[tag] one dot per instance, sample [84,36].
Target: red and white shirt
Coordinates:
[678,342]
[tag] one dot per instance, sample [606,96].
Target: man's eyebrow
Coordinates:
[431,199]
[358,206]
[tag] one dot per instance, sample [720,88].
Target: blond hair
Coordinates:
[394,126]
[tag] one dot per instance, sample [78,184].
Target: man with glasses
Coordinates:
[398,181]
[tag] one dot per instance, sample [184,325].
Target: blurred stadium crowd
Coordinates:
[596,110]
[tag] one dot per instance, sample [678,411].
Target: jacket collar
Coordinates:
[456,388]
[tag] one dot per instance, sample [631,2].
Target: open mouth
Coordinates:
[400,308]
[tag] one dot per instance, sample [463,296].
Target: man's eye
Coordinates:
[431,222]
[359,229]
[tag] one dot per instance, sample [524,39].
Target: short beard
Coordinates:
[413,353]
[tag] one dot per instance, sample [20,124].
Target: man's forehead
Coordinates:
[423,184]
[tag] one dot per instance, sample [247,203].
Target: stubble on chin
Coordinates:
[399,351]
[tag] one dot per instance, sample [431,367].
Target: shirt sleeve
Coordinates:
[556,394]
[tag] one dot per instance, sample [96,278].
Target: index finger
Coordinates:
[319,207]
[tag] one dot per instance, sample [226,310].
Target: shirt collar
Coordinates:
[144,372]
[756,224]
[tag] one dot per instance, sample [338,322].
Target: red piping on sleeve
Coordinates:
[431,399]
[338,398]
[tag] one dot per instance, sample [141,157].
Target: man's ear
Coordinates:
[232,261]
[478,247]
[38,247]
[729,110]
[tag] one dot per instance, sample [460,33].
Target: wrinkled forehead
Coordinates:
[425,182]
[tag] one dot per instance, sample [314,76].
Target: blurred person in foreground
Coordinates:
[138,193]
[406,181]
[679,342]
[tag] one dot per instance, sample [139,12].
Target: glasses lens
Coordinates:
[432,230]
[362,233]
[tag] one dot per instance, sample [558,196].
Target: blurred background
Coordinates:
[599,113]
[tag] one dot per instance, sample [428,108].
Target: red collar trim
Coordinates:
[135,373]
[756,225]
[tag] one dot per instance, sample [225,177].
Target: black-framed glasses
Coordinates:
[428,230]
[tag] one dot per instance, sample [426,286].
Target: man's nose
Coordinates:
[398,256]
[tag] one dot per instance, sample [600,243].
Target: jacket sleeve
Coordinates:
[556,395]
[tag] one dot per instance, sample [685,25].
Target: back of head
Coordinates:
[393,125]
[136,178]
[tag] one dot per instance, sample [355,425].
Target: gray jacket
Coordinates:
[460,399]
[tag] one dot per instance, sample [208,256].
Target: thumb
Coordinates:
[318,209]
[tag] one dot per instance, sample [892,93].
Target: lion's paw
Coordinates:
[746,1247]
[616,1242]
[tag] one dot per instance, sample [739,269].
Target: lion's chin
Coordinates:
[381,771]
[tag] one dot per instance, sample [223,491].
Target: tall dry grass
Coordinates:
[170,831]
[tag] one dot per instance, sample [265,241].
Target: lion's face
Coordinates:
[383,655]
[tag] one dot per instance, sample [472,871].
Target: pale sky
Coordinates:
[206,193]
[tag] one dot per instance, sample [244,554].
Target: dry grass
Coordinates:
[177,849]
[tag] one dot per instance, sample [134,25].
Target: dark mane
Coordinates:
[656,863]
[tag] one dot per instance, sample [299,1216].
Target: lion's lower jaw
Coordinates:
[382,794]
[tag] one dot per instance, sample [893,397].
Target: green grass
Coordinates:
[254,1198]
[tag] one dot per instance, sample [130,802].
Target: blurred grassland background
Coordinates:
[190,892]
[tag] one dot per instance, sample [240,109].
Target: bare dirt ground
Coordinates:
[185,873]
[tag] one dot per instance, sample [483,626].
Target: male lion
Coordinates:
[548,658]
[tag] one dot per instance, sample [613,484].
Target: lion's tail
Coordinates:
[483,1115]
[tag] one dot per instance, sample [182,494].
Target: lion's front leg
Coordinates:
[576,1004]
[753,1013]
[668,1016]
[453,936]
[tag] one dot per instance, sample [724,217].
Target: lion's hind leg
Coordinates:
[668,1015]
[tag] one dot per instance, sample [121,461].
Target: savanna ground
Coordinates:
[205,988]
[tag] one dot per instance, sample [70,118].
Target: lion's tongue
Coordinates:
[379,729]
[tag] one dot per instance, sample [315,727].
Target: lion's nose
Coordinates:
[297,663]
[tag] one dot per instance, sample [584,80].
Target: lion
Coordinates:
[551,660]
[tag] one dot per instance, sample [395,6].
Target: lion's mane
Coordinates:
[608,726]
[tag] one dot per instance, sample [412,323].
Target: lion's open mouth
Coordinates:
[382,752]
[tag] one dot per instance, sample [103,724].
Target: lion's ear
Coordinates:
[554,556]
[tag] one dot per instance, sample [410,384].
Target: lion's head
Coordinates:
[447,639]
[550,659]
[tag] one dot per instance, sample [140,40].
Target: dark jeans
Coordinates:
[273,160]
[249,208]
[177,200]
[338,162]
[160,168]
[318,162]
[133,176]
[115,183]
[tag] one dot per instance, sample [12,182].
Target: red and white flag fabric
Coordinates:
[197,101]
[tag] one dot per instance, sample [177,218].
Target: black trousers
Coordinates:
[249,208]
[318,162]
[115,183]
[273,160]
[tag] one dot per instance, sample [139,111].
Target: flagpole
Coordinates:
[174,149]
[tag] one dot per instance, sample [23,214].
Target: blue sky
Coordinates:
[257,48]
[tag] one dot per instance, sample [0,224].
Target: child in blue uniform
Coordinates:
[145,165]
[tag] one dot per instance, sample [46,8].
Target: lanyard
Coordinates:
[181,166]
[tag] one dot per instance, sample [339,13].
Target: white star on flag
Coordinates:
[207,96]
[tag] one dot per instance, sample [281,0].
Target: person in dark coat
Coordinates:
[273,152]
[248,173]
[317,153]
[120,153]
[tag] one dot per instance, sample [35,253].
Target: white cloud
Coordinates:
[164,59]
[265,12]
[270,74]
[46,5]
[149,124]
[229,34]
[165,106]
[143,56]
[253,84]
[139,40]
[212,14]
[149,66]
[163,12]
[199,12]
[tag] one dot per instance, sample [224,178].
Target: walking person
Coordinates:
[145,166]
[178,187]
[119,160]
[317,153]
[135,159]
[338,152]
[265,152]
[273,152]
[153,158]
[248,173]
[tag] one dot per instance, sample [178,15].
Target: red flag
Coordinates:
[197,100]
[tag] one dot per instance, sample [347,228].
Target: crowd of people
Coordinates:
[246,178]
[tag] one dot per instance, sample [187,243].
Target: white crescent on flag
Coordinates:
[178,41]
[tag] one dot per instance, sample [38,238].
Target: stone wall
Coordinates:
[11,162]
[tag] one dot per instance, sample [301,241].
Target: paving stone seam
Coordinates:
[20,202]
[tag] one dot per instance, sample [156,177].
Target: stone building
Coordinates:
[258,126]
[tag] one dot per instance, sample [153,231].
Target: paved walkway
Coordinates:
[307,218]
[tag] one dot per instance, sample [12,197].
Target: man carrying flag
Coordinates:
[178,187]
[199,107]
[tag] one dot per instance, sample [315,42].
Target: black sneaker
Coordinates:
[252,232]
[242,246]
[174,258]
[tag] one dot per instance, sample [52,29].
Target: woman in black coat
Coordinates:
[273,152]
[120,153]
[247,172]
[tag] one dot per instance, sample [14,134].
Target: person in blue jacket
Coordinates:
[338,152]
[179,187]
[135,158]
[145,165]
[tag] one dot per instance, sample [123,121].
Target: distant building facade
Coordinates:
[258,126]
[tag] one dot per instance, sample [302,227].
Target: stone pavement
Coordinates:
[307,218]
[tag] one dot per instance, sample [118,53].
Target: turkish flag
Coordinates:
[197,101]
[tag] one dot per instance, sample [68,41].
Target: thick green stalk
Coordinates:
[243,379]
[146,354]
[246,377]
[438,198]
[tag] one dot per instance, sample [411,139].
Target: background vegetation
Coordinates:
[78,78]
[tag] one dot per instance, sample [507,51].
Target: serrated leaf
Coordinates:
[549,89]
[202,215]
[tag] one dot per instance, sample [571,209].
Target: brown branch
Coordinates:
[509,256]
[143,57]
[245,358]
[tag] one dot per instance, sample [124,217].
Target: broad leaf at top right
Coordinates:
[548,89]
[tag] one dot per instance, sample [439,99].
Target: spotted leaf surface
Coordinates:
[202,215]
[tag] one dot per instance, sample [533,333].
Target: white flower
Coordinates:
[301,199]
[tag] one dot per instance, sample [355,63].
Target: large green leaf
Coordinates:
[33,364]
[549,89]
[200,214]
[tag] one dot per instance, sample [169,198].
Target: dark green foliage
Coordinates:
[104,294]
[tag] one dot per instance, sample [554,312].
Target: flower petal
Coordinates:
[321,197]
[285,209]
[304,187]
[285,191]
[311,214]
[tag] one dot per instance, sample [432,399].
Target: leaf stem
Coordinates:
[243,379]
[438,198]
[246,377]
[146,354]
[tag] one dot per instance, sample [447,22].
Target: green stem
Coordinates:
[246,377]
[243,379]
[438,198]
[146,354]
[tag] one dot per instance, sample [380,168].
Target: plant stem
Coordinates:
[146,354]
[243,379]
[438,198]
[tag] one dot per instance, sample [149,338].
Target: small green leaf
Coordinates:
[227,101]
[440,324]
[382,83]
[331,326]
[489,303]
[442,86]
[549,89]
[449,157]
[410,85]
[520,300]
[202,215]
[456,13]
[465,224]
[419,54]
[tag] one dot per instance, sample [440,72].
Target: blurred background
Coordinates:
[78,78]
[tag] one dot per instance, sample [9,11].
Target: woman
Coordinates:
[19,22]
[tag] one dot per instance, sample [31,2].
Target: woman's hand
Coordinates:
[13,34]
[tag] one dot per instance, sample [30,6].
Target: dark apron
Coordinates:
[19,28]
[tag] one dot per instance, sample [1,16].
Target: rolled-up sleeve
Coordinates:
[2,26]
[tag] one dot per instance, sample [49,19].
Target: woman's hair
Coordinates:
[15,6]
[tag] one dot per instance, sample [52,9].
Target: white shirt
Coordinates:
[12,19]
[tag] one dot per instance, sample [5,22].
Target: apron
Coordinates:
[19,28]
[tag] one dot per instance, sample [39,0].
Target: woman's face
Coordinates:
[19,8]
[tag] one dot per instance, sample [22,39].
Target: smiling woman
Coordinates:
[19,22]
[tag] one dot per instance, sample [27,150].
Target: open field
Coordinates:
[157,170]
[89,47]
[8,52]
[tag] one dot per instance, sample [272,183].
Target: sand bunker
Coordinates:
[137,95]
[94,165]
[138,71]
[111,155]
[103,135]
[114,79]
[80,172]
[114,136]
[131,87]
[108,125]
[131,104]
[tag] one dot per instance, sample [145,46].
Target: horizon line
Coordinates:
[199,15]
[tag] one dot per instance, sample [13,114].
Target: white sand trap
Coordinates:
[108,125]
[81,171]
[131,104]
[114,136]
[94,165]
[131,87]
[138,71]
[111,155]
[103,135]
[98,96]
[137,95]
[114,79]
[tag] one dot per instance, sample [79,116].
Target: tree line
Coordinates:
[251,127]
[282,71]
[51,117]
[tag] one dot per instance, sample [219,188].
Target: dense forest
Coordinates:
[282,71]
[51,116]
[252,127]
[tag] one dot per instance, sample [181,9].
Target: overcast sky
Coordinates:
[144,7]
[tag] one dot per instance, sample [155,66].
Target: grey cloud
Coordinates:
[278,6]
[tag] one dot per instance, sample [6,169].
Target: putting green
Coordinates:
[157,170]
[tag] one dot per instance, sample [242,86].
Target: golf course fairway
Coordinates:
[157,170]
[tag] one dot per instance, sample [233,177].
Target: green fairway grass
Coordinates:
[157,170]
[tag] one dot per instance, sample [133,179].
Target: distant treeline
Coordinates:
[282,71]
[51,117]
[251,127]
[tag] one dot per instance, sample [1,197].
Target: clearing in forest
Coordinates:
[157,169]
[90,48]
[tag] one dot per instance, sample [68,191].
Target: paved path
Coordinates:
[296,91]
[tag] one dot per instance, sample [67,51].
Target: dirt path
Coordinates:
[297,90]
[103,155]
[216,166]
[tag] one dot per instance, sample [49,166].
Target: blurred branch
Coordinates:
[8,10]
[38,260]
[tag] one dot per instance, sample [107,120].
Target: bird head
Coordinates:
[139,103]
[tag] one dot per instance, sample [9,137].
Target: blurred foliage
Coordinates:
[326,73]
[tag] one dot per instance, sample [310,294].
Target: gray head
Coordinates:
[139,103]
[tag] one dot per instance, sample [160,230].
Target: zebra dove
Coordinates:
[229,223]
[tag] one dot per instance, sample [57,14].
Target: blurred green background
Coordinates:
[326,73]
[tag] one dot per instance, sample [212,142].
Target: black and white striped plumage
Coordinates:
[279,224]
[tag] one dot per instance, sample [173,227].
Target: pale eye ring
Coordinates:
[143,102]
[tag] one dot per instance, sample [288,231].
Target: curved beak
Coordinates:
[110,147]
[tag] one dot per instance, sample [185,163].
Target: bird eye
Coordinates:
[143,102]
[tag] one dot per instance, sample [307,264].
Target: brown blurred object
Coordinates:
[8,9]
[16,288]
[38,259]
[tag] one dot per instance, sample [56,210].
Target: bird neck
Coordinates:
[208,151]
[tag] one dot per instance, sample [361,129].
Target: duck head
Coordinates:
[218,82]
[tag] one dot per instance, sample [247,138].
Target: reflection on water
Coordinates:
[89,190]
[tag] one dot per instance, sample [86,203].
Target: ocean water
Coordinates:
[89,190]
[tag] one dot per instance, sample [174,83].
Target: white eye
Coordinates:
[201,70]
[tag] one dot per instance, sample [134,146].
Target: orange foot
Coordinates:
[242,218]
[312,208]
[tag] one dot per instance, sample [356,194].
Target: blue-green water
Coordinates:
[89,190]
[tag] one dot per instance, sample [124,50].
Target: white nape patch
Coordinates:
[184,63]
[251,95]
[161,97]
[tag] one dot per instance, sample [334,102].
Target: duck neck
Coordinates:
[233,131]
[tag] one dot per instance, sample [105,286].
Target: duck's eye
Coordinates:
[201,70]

—————

# GOAL
Reproduce only those lines of the entries above that run from the line with "[tag] one dot per instance, sample [67,51]." to the final line.

# REPLY TO THE TASK
[tag] one dot per instance, sample [67,51].
Target: dirt path
Coordinates:
[297,90]
[103,155]
[216,166]
[tag] one dot per instance, sample [49,166].
Target: blurred branch
Coordinates:
[8,10]
[38,260]
[tag] one dot per instance, sample [107,120].
Target: bird head
Coordinates:
[139,103]
[tag] one dot per instance, sample [9,137].
Target: blurred foliage
Coordinates:
[326,73]
[tag] one dot per instance, sample [310,294].
Target: gray head
Coordinates:
[139,103]
[tag] one dot per instance, sample [160,230].
Target: zebra dove
Coordinates:
[229,223]
[tag] one dot per instance, sample [57,14].
Target: blurred green background
Coordinates:
[326,73]
[tag] one dot per instance, sample [212,142].
Target: black and white striped plumage
Coordinates:
[279,224]
[tag] one dot per instance, sample [173,227].
Target: pale eye ring
Coordinates:
[143,102]
[tag] one dot per instance, sample [288,231].
Target: curved beak
Coordinates:
[110,147]
[tag] one dot per instance, sample [185,163].
Target: bird eye
Coordinates:
[143,102]
[tag] one dot per instance, sample [307,264].
Target: brown blurred object
Coordinates:
[8,9]
[16,288]
[38,259]
[tag] one dot per instance, sample [56,210].
Target: bird neck
Coordinates:
[208,151]
[tag] one dot per instance, sample [361,129].
Target: duck head
Coordinates:
[218,82]
[tag] one dot per instance, sample [247,138].
Target: reflection on water
Coordinates:
[89,190]
[tag] one dot per instance, sample [86,203].
Target: ocean water
Coordinates:
[89,190]
[tag] one dot per instance, sample [174,83].
Target: white eye
Coordinates:
[201,70]
[tag] one dot per instance, sample [134,146].
Target: orange foot
Coordinates:
[242,218]
[312,208]
[tag] one dot per instance, sample [356,194].
Target: blue-green water
Coordinates:
[89,190]
[tag] one dot per instance, sample [124,50].
Target: white nape patch
Coordinates:
[184,63]
[251,95]
[161,97]
[tag] one dot per instance, sample [334,102].
Target: duck neck
Coordinates:
[233,131]
[tag] one dot per instance, sample [105,286].
Target: duck's eye
Coordinates:
[201,70]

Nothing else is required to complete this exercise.